--- DATA LISTING ---

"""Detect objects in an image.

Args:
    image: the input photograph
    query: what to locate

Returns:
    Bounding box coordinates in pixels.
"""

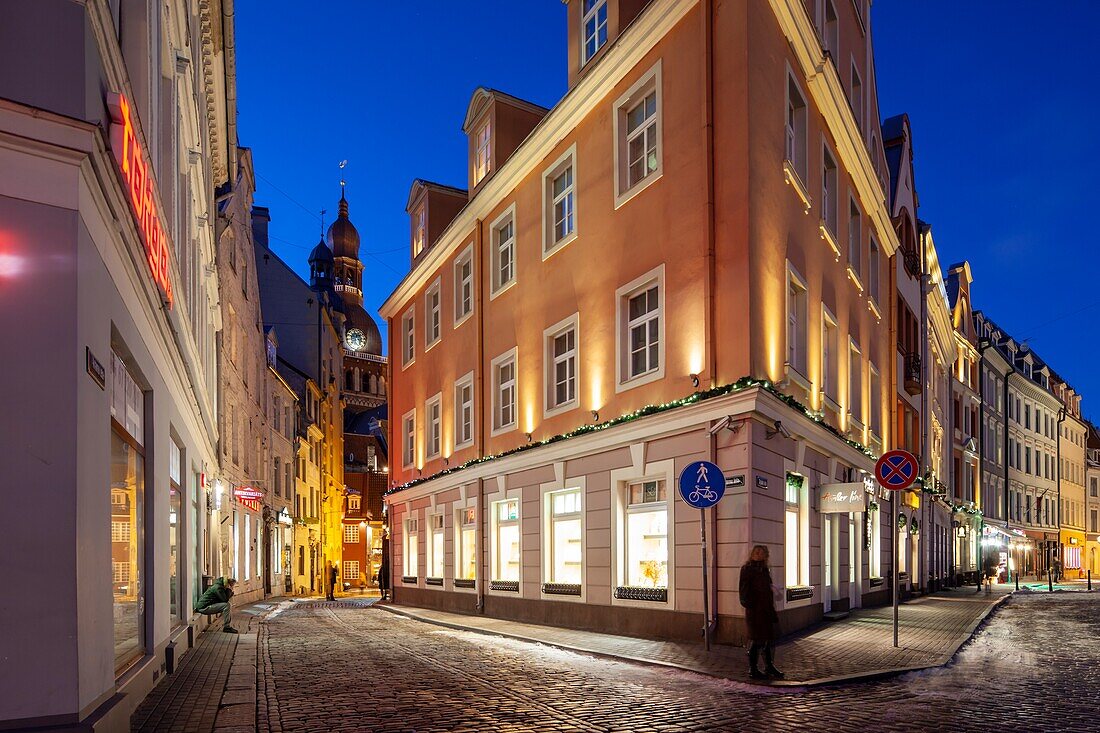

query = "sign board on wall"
[817,481,867,514]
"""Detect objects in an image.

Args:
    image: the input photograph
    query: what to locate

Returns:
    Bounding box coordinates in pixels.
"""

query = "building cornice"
[770,0,900,256]
[378,0,695,319]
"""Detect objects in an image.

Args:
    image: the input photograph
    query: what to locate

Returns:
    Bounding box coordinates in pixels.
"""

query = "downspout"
[703,0,721,638]
[474,218,490,613]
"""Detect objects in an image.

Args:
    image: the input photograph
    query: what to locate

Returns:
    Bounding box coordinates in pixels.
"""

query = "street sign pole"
[890,492,901,648]
[678,461,726,652]
[699,510,711,652]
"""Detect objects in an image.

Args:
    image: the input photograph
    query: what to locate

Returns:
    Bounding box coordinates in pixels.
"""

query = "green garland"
[385,376,878,496]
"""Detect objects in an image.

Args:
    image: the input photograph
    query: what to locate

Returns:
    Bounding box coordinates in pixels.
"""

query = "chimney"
[252,206,272,250]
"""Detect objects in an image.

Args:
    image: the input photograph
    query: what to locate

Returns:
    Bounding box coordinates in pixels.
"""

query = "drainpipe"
[474,218,490,613]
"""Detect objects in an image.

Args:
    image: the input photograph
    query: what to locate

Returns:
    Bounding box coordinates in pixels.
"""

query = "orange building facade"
[382,0,898,641]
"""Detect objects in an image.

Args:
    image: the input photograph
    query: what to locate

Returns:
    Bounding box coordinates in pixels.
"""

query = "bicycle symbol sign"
[680,461,726,508]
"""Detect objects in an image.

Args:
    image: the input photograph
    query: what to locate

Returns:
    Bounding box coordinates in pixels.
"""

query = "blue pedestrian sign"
[680,461,726,508]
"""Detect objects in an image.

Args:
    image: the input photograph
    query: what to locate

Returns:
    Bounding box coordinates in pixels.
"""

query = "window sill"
[817,219,840,262]
[848,265,864,293]
[615,586,669,603]
[783,160,813,214]
[542,231,576,262]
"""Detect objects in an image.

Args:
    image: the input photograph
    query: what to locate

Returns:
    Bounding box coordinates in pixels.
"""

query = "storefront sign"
[233,486,264,512]
[107,92,172,308]
[817,481,867,514]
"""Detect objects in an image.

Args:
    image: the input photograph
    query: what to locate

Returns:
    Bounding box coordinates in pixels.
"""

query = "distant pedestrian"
[195,578,239,634]
[739,545,783,679]
[326,560,340,601]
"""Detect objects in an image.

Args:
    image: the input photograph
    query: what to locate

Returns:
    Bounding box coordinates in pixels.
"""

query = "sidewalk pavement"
[377,584,1012,687]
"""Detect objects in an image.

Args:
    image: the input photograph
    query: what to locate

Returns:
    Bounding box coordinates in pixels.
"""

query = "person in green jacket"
[195,578,239,634]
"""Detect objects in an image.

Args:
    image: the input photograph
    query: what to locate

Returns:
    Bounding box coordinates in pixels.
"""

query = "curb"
[371,593,1012,692]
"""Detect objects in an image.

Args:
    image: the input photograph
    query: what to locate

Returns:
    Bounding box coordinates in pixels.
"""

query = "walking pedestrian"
[195,578,239,634]
[325,560,340,601]
[739,545,783,679]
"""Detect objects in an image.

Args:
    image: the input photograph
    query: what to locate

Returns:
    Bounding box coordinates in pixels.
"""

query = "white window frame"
[611,457,677,610]
[783,261,810,390]
[488,204,517,300]
[402,511,420,586]
[402,305,416,371]
[343,524,360,545]
[540,477,589,602]
[486,492,524,595]
[454,371,476,451]
[490,347,519,438]
[581,0,608,67]
[615,263,668,393]
[473,118,493,186]
[424,392,443,461]
[425,512,447,590]
[612,59,664,209]
[542,313,581,418]
[451,500,481,592]
[542,142,579,256]
[424,277,443,353]
[454,242,476,328]
[402,407,416,469]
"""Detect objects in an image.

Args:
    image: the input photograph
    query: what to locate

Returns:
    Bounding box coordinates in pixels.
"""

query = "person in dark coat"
[739,545,783,679]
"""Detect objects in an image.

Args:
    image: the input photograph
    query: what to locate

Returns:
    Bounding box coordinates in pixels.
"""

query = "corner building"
[382,0,898,641]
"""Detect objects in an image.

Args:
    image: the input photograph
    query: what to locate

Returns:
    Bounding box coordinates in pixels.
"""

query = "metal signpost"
[679,461,726,652]
[875,450,917,647]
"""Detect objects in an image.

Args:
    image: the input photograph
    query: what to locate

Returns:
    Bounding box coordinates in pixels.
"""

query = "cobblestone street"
[257,592,1100,733]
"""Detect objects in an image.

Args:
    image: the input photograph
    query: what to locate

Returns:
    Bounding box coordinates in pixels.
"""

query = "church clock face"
[345,328,366,351]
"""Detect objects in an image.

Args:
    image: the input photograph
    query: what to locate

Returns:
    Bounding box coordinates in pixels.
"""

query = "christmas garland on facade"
[385,376,878,496]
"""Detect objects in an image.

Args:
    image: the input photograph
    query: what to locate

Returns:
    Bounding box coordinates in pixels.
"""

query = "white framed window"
[614,62,663,208]
[787,263,810,381]
[491,499,520,581]
[821,305,840,405]
[615,264,664,392]
[424,277,443,351]
[490,204,516,299]
[344,524,359,545]
[402,306,416,369]
[581,0,607,66]
[454,506,477,580]
[454,243,474,328]
[428,514,446,578]
[822,144,840,238]
[413,204,428,258]
[492,349,516,436]
[784,67,809,183]
[623,479,669,589]
[454,372,474,450]
[404,517,420,578]
[848,339,867,426]
[783,472,809,588]
[542,143,576,260]
[474,120,493,186]
[424,393,443,459]
[543,489,584,586]
[402,408,416,469]
[542,314,580,416]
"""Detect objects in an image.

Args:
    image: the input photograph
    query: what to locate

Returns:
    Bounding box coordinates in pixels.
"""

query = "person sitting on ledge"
[195,578,239,634]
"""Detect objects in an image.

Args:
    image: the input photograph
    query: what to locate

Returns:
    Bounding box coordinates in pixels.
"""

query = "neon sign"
[233,486,264,512]
[107,92,172,308]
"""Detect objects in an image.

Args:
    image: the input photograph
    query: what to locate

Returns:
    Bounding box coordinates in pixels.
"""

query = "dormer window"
[413,204,427,256]
[474,120,493,186]
[581,0,607,66]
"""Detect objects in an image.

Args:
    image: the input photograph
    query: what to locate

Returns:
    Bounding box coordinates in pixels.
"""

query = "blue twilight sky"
[237,0,1100,415]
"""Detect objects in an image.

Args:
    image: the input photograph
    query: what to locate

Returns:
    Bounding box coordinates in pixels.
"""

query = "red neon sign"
[107,92,172,308]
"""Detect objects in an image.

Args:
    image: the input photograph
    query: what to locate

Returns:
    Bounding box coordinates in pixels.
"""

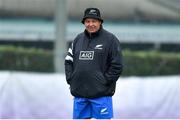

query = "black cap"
[81,8,103,24]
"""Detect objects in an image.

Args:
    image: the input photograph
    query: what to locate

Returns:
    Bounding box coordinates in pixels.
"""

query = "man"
[65,8,122,119]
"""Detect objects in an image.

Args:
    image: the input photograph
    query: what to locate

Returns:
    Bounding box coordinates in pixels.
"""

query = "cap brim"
[81,15,103,24]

---

§ **REQUIRED WORK**: Give every line of the items, from the first one through the line that contains "[542,231,576,262]" (both included), as a JSON list of strings with one string per line. Omit blank lines and the pictures.

§ **RESULT BELOW**:
[
  "\"\"\"Detect objects in an image.",
  "Args:",
  "    image: the input photograph",
  "    query: what to locate",
  "Returns:",
  "    Bounding box coordinates in pixels.",
  "\"\"\"",
  "query = \"sign board on wall\"",
  "[817,481,867,514]",
  "\"\"\"Detect objects in an image.",
  "Args:",
  "    image: the input photograph",
  "    query: what to locate",
  "Returns:",
  "    Bounding box coordinates in pixels.",
  "\"\"\"",
  "query = \"building cornice\"",
  "[770,0,900,256]",
  "[378,0,695,319]",
  "\"\"\"Detect objects in an image.",
  "Args:",
  "    image: the input photograph",
  "    query: what to locate",
  "Returns:",
  "    Bounding box coordinates in pixels.",
  "\"\"\"",
  "query = \"downspout\"",
  "[703,0,721,638]",
  "[474,218,490,613]",
  "\"\"\"Detect objects in an image.",
  "Args:",
  "    image: the input photograph",
  "    query: what to locate",
  "Returns:",
  "    Bounding box coordinates in pixels.",
  "\"\"\"",
  "query = \"street sign pole\"",
  "[890,492,901,648]",
  "[678,461,726,652]",
  "[699,510,711,652]",
  "\"\"\"Detect objects in an image.",
  "Args:",
  "    image: the input photograph",
  "    query: what to locate",
  "Returns:",
  "    Bounding box coordinates in pixels.",
  "\"\"\"",
  "query = \"green garland\"",
  "[385,376,878,496]",
  "\"\"\"Detect objects in an image.",
  "Args:",
  "    image: the input photograph",
  "    query: what to locate",
  "Returns:",
  "    Bounding box coordinates in pixels.",
  "\"\"\"",
  "query = \"chimney\"",
  "[252,206,272,250]",
  "\"\"\"Detect objects in an image.",
  "Args:",
  "    image: the input photograph",
  "    query: what to locate",
  "Returns:",
  "    Bounding box coordinates in pixels.",
  "\"\"\"",
  "query = \"drainpipe\"",
  "[474,218,490,613]",
  "\"\"\"Detect objects in an image.",
  "Args:",
  "    image: the input photograph",
  "    query: what to locate",
  "Returns:",
  "    Bounding box coordinates in pixels.",
  "\"\"\"",
  "query = \"orange building facade\"",
  "[382,0,898,641]",
  "\"\"\"Detect objects in an image.",
  "Args:",
  "    image: the input photograph",
  "    query: what to locate",
  "Returns:",
  "    Bounding box coordinates in pixels.",
  "\"\"\"",
  "query = \"bicycle symbol sign\"",
  "[680,461,726,508]",
  "\"\"\"Detect objects in an image.",
  "Args:",
  "    image: the input photograph",
  "    query: what to locate",
  "Returns:",
  "    Bounding box coordinates in pixels.",
  "\"\"\"",
  "query = \"blue pedestrian sign\"",
  "[680,461,726,508]",
  "\"\"\"Detect objects in an image.",
  "Args:",
  "    image: the input photograph",
  "    query: what to locate",
  "Returns:",
  "    Bounding box coordinates in pixels.",
  "\"\"\"",
  "query = \"window sill\"",
  "[817,219,840,262]",
  "[848,265,864,293]",
  "[615,586,669,603]",
  "[783,160,813,214]",
  "[542,231,576,262]"
]